**Task to carry out**
Update the passage about the Afrikaner and the ANC, starting with "Self-interest is a" and going on through "of his power.": write that stretch out again with "horrendous" replaced by "enormous".

**Provided text**
To the Afrikaner, long beholden to his laager mentality, the obvious was, at last, becoming obvious. His choices were narrowing, and the longer he waited to become proactive rather than reactive to the swirling vortex of the inevitabilities he had to confront, the more he was losing his capacity to control their outcome. At some point self interest had to assert itself, and self interest dictated that he would have to do that which he had vowed never to do – talk with the legitimate leaders of Blacks about legitimate Black demands, which meant, of course, talking to the ANC. He could do it now. And gain some. He could do it later. And gain nothing.

Self-interest is a perquisite for survival, and the Afrikaner had made an art of the practice. He could argue that the ANC's military campaign was more imaginary than real; that if pushed, the government could reassert its authority over the townships now in the hands of young Blacks, even if the price it had to pay would be horrendous. He could argue that he could hold onto power for at least another twenty years, but he would be making the argument from suppositions that might or might not be invalid, and even if thy were valid, he would have been missing the point: A day of reckoning was inevitable, and that if he continually tried to postpone that reckoning, he would have to face it with an empty hand-alone, isolated, and without support. He would, of course, in the self-destructive decision to cling to all power at all costs ruin his economy and with it the source of his power.

Between 1908 and 1948, the world had changed a hundred fold; between 1949 and 1989 it had changed a thousand fold. Unless he got off the fence of history, he would not become one of history's casualties; he would do better. He would become extinct, a historical fossil, worth perhaps the usual crop of doctoral dissertations, but little more, a footnote in the literature of how nationalities consumed with preserving their identity consume themselves. The grim reality of the undisputable was bearing down on him with a terrifying intensity.

However, although the demise of apartheid and rule by the majority in South Africa was perhaps inevitable, when it might occur and under what circumstances were far less certain. In many conflicts, the antagonists independently reach the conclusion that while they cannot defeat their opponent; neither can their opponent defeat them. But not until these realizations become congruent does a situation arise in which both are able to set in motion the actions that lead them step by step into a sustainable negotiating process.

3

In South Africa, a number of factors colluded and converged hastening the recognition by the government and the liberation movement that negotiations might yield greater dividends to both than a continuation of a conflict that neither could win or that either could win but at a cost that would perhaps irreversibly damage the long term interests of both.

The government had to concede that repression hadn't worked, that while it could put a lid on mass mobilization, crippling strikes, boycotts, and the permanent state of unrest in many townships successive states of emergencies created the conditions for fermenting the conditions that led to the upheavals in the first place. Nor were confrontations with the state confined to political issues, although the state's ham-handed ways of dealing with them invariably ensured that they would become political.

**Supplied entries**
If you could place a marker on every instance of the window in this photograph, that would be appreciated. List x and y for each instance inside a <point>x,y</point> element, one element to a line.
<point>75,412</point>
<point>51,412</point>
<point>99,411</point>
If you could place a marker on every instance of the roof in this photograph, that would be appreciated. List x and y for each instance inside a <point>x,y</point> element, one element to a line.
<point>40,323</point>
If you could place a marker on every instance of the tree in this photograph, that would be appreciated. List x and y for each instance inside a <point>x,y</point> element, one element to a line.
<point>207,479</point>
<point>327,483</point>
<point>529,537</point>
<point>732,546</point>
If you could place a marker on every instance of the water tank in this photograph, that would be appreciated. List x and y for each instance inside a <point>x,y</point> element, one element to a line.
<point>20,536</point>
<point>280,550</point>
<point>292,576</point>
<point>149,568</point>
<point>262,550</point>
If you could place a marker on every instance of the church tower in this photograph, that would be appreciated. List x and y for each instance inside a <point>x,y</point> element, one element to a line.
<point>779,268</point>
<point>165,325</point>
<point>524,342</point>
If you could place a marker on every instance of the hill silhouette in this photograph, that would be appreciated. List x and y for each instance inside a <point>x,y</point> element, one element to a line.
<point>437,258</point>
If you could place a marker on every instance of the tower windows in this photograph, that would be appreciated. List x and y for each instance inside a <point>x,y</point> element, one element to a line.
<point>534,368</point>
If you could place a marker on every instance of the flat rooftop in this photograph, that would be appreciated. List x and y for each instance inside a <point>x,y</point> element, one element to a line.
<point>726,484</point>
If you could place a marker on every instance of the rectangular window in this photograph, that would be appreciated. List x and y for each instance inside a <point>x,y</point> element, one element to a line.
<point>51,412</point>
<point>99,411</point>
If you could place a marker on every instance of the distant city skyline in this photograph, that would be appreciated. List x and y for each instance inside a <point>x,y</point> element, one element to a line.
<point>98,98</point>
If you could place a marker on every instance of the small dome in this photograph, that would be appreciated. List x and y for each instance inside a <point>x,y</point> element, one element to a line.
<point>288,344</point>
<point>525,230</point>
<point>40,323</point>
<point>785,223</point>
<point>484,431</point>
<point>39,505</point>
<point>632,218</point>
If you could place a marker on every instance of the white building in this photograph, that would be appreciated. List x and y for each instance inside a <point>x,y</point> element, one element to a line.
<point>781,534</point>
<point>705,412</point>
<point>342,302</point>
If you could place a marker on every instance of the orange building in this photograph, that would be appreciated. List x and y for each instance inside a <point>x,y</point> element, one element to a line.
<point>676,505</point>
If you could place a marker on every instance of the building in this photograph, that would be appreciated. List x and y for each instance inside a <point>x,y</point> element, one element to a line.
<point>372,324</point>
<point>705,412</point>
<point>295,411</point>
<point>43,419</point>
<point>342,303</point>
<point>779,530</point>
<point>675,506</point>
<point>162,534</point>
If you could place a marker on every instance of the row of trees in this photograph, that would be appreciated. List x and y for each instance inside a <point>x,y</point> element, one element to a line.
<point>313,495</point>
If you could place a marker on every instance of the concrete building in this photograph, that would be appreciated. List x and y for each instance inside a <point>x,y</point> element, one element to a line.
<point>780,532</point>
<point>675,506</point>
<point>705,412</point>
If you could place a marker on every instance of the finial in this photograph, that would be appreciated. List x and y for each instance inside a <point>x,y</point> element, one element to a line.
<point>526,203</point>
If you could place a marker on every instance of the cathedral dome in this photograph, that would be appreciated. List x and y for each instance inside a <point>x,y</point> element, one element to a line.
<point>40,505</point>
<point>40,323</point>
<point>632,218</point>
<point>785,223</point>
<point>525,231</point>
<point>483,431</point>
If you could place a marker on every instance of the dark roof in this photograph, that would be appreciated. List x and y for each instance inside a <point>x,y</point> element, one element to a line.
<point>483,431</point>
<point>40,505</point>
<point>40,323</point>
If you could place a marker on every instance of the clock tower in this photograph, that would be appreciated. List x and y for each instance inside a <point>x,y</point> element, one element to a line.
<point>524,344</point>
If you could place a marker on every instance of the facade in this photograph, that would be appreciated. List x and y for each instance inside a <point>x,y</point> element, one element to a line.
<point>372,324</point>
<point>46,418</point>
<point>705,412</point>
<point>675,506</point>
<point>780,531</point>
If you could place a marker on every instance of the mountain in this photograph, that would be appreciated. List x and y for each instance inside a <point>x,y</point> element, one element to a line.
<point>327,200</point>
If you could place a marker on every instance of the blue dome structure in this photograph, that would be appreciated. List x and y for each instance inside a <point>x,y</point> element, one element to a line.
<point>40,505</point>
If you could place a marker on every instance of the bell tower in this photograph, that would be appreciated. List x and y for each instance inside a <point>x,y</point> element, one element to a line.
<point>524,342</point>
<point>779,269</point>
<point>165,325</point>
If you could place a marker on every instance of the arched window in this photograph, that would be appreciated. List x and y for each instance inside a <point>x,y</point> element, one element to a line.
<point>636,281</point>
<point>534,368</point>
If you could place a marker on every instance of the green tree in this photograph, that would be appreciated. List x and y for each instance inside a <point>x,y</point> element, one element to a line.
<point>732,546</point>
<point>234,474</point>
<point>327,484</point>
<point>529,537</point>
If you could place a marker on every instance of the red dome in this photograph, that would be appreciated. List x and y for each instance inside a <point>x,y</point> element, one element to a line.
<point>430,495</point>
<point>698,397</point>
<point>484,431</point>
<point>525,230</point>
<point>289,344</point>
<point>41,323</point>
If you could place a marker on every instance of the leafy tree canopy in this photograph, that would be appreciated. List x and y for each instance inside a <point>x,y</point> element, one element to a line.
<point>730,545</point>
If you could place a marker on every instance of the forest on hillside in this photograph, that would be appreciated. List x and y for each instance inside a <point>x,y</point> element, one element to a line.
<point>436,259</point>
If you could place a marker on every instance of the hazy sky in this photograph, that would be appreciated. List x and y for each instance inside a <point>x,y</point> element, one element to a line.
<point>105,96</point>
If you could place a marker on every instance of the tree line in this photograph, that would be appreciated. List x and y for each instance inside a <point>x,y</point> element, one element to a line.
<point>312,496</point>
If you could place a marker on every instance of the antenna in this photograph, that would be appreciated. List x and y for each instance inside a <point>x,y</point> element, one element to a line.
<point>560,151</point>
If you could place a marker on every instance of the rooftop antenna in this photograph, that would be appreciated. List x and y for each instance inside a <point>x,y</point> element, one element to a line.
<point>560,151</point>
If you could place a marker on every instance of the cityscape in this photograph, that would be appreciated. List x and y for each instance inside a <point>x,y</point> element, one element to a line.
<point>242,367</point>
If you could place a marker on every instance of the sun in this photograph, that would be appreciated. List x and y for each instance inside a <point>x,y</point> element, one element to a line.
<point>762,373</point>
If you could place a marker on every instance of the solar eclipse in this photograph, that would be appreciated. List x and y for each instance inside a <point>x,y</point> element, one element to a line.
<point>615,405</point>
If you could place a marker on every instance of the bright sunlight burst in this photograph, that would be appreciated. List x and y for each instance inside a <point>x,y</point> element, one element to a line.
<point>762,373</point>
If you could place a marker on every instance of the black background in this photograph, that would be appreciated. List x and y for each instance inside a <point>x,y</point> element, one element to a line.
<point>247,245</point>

**Finished task**
Self-interest is a perquisite for survival, and the Afrikaner had made an art of the practice. He could argue that the ANC's military campaign was more imaginary than real; that if pushed, the government could reassert its authority over the townships now in the hands of young Blacks, even if the price it had to pay would be enormous. He could argue that he could hold onto power for at least another twenty years, but he would be making the argument from suppositions that might or might not be invalid, and even if thy were valid, he would have been missing the point: A day of reckoning was inevitable, and that if he continually tried to postpone that reckoning, he would have to face it with an empty hand-alone, isolated, and without support. He would, of course, in the self-destructive decision to cling to all power at all costs ruin his economy and with it the source of his power.